-- Problem --
The answer is the line that contains "box: [91, 69, 124, 131]" followed by every later line of the entries below, each repeated exactly, and nothing else.

-- Records supplied --

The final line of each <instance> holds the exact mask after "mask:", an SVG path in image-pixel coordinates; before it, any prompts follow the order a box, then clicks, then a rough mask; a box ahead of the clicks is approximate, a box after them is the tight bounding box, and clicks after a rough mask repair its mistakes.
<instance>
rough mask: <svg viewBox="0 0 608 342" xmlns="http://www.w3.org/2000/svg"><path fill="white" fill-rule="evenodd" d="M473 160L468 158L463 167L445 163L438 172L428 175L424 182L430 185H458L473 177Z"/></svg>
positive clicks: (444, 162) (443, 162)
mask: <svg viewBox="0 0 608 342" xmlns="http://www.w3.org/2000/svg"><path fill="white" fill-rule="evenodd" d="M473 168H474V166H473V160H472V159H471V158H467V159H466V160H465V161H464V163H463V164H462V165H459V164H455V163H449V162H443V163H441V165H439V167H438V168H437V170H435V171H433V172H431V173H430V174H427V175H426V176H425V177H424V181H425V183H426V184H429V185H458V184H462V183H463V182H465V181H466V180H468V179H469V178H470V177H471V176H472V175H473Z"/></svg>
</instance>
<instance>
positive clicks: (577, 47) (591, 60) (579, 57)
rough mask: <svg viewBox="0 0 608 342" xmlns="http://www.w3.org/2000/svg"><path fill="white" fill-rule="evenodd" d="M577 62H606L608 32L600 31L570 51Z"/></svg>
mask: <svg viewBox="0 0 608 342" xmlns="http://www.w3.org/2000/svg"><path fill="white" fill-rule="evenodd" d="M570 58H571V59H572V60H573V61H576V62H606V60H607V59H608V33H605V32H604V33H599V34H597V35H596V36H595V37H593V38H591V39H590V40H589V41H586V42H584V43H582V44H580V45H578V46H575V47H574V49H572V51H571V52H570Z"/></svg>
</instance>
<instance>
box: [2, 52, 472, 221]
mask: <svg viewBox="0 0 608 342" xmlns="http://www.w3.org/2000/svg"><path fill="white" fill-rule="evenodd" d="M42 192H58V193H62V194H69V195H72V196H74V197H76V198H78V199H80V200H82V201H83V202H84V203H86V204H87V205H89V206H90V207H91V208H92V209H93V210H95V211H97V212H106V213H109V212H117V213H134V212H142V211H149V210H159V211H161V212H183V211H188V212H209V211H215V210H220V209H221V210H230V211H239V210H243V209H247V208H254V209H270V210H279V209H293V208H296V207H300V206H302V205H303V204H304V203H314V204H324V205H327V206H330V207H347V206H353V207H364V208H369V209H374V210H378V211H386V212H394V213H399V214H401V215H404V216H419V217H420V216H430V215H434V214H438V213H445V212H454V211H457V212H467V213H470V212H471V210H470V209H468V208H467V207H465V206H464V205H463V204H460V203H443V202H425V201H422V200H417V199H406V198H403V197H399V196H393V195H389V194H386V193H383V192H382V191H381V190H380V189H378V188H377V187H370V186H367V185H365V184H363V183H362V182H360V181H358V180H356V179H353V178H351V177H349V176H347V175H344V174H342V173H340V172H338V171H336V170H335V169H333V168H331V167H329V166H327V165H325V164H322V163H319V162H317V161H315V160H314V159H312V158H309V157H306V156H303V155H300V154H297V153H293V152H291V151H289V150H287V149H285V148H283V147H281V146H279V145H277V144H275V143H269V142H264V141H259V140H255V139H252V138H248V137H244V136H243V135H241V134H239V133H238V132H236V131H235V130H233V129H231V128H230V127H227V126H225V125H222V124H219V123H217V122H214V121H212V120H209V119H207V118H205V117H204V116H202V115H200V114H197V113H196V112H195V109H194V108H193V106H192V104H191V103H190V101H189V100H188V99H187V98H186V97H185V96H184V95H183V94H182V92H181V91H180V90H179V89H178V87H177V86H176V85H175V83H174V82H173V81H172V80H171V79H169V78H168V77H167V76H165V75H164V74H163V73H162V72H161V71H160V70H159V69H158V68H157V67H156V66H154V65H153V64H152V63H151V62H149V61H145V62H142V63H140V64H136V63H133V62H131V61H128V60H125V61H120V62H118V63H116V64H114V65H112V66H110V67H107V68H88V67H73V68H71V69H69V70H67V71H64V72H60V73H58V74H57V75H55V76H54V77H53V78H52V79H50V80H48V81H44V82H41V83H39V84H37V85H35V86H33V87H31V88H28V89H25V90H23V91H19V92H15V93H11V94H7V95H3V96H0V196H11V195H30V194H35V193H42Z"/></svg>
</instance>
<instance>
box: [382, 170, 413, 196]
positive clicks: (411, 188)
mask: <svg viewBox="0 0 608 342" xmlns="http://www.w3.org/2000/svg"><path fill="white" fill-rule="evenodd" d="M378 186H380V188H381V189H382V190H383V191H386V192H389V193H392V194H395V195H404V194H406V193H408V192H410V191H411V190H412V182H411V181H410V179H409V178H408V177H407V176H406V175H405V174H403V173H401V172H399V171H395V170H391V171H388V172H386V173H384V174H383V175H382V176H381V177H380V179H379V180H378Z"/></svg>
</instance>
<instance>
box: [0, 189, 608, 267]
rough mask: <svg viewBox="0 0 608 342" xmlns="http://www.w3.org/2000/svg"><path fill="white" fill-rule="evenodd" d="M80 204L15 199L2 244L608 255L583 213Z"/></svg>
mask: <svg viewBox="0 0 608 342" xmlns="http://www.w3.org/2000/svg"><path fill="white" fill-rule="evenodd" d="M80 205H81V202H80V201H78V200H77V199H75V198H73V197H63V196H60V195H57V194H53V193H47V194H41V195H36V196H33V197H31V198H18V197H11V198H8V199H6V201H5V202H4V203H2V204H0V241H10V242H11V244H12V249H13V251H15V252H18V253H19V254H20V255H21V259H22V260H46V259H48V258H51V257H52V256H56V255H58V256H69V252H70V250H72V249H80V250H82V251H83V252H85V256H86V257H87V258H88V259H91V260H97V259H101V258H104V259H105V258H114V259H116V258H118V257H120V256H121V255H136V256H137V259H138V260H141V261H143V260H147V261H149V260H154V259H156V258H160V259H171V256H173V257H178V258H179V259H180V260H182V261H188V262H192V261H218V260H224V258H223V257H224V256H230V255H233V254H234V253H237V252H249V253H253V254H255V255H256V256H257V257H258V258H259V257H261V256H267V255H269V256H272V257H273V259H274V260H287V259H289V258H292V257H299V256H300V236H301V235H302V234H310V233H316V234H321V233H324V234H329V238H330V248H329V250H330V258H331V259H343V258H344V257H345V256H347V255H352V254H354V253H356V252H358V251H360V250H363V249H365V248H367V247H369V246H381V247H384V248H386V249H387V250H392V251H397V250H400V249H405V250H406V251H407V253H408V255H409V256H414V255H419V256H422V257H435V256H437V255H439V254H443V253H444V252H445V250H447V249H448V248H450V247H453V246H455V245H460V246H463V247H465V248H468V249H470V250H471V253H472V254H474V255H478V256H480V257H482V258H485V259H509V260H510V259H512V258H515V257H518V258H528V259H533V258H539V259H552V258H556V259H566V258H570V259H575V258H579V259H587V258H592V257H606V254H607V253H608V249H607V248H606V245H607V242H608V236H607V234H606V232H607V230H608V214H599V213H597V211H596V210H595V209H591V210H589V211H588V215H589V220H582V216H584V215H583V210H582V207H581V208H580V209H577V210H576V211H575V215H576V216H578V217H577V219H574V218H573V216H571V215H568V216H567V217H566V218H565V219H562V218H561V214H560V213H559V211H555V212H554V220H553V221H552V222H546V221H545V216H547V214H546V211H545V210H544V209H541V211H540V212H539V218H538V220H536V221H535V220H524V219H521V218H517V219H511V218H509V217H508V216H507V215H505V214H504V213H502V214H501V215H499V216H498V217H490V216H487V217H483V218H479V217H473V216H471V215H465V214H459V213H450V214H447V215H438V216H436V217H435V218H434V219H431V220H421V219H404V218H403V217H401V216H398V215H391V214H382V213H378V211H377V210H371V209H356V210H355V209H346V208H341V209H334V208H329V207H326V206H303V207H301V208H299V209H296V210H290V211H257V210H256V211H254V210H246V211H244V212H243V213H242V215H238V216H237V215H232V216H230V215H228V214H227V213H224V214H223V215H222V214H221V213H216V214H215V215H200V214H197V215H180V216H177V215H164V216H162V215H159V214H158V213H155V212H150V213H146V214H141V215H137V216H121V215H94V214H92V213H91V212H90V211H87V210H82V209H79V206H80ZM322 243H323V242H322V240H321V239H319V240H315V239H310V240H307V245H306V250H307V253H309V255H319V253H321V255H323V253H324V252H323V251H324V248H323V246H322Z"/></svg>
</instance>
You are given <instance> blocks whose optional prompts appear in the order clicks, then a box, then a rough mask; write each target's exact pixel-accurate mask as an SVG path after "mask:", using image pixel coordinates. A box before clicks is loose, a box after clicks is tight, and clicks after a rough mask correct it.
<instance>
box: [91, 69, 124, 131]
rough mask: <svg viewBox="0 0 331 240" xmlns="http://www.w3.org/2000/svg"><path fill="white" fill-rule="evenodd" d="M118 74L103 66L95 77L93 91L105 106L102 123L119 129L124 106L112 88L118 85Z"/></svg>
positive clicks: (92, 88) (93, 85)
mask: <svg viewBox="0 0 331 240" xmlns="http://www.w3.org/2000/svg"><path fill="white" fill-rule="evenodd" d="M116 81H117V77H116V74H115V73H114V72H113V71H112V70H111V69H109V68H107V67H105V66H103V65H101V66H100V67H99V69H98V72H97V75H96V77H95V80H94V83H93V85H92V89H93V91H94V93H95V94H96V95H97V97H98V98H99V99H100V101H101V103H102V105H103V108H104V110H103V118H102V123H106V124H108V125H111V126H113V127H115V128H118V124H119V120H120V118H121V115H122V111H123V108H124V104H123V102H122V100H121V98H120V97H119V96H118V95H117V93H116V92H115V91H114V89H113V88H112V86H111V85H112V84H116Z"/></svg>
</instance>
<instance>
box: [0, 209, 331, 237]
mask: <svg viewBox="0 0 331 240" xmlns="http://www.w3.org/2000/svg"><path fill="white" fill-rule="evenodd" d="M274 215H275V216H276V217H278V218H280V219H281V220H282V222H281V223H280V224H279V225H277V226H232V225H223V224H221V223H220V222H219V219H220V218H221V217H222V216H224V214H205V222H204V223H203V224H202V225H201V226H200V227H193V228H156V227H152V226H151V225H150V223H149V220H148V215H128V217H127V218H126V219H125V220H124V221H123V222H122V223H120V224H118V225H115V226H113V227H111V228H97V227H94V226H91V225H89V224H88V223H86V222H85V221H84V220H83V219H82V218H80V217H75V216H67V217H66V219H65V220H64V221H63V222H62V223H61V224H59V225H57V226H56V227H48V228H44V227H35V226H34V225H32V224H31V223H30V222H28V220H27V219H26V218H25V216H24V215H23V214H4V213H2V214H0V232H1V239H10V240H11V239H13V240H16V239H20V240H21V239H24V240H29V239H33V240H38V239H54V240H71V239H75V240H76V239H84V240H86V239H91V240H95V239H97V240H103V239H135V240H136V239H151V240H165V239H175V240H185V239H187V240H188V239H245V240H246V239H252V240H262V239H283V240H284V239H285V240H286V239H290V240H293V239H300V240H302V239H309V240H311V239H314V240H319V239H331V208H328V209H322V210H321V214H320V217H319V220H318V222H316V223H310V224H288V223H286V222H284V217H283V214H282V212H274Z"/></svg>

-- Your response --
box: [91, 69, 124, 131]
rough mask: <svg viewBox="0 0 331 240" xmlns="http://www.w3.org/2000/svg"><path fill="white" fill-rule="evenodd" d="M118 74L103 66L95 77L93 91L105 106L102 123L119 129L124 106L112 88L118 85Z"/></svg>
positive clicks: (92, 88) (93, 85)
mask: <svg viewBox="0 0 331 240" xmlns="http://www.w3.org/2000/svg"><path fill="white" fill-rule="evenodd" d="M116 81H117V77H116V74H115V73H114V72H113V71H112V70H111V69H109V68H107V67H105V66H103V65H101V66H100V67H99V69H98V72H97V75H96V77H95V80H94V83H93V85H92V89H93V91H94V93H95V94H96V95H97V97H98V98H99V99H100V101H101V103H102V105H103V108H104V110H103V118H102V123H106V124H108V125H111V126H113V127H115V128H118V124H119V120H120V118H121V115H122V111H123V108H124V104H123V102H122V100H121V98H120V97H119V96H118V95H117V93H116V92H115V91H114V89H113V88H112V86H111V85H112V84H116Z"/></svg>
</instance>
<instance>
box: [0, 209, 331, 237]
mask: <svg viewBox="0 0 331 240" xmlns="http://www.w3.org/2000/svg"><path fill="white" fill-rule="evenodd" d="M274 215H275V216H276V217H278V218H280V219H281V220H282V222H281V223H280V224H279V225H277V226H232V225H223V224H221V223H220V222H219V219H220V218H221V217H222V216H224V214H205V222H204V223H203V224H202V225H201V226H200V227H193V228H156V227H152V226H151V225H150V223H149V220H148V215H128V217H127V218H126V219H125V220H124V221H123V222H122V223H120V224H118V225H115V226H113V227H111V228H97V227H94V226H91V225H89V224H88V223H86V222H85V221H84V220H83V219H82V218H80V217H75V216H67V217H66V219H65V220H64V221H63V222H62V223H61V224H59V225H57V226H56V227H48V228H44V227H35V226H34V225H32V224H31V223H30V222H28V220H27V219H26V218H25V216H24V215H23V214H4V213H2V214H0V232H1V239H10V240H11V239H13V240H16V239H20V240H21V239H24V240H29V239H33V240H38V239H54V240H71V239H75V240H76V239H84V240H86V239H91V240H95V239H97V240H103V239H135V240H136V239H151V240H165V239H175V240H185V239H187V240H188V239H245V240H246V239H252V240H262V239H283V240H284V239H285V240H286V239H290V240H293V239H300V240H302V239H309V240H311V239H314V240H319V239H331V208H328V209H322V210H321V214H320V217H319V220H318V222H316V223H310V224H288V223H286V222H284V217H283V214H282V212H274Z"/></svg>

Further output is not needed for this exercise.